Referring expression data
%%
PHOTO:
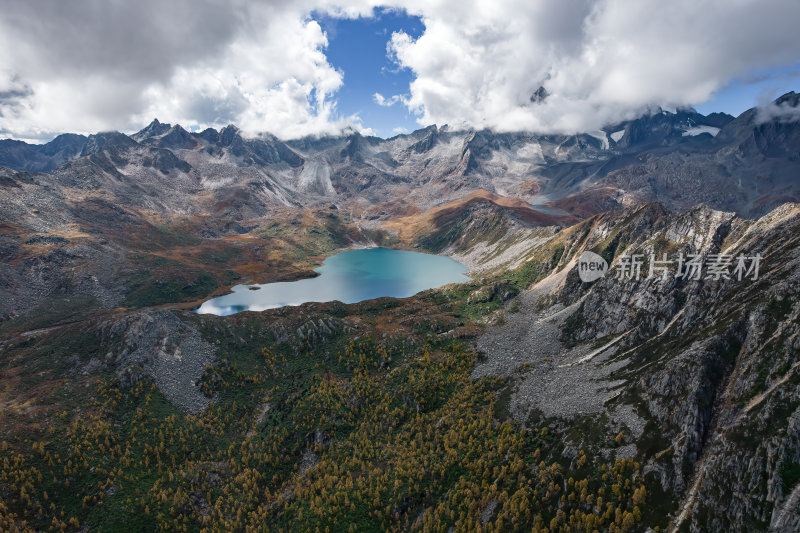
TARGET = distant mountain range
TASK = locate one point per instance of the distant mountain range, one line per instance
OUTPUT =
(746, 164)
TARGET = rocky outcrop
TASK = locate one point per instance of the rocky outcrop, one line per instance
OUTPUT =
(171, 352)
(699, 376)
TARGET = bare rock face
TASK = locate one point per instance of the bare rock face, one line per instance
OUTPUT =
(171, 352)
(700, 375)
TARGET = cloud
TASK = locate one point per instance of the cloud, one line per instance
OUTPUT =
(478, 63)
(91, 65)
(382, 101)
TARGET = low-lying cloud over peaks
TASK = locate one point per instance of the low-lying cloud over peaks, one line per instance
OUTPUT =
(88, 66)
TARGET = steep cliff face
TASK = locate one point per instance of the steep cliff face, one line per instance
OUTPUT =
(747, 165)
(699, 376)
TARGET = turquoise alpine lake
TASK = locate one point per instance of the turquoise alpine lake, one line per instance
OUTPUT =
(349, 277)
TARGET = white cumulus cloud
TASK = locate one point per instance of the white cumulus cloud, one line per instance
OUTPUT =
(87, 66)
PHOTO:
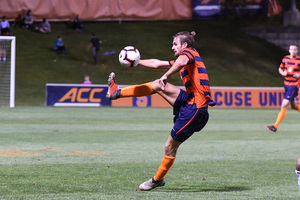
%%
**What needs to be done**
Please retype the lines from the one that contains "TASK = locate one point per instance of the low-lying" through the final line of the data, both included, without any pictures.

**Result**
TASK = locate one point per instance of the low-lying cloud over peaks, one line per instance
OUTPUT =
(88, 66)
TARGET = steep cliff face
TASK = locate one point per instance of the steep cliff face, one line per instance
OUTPUT =
(747, 165)
(699, 376)
TARGET = turquoise alpine lake
TASK = locate one point per instance of the turquoise alpine lake, one line per instance
OUTPUT =
(349, 277)
TARGET = white cumulus cloud
TASK = locate one point per instance of the white cumulus cloud, one line per instance
OUTPUT =
(87, 66)
PHOTO:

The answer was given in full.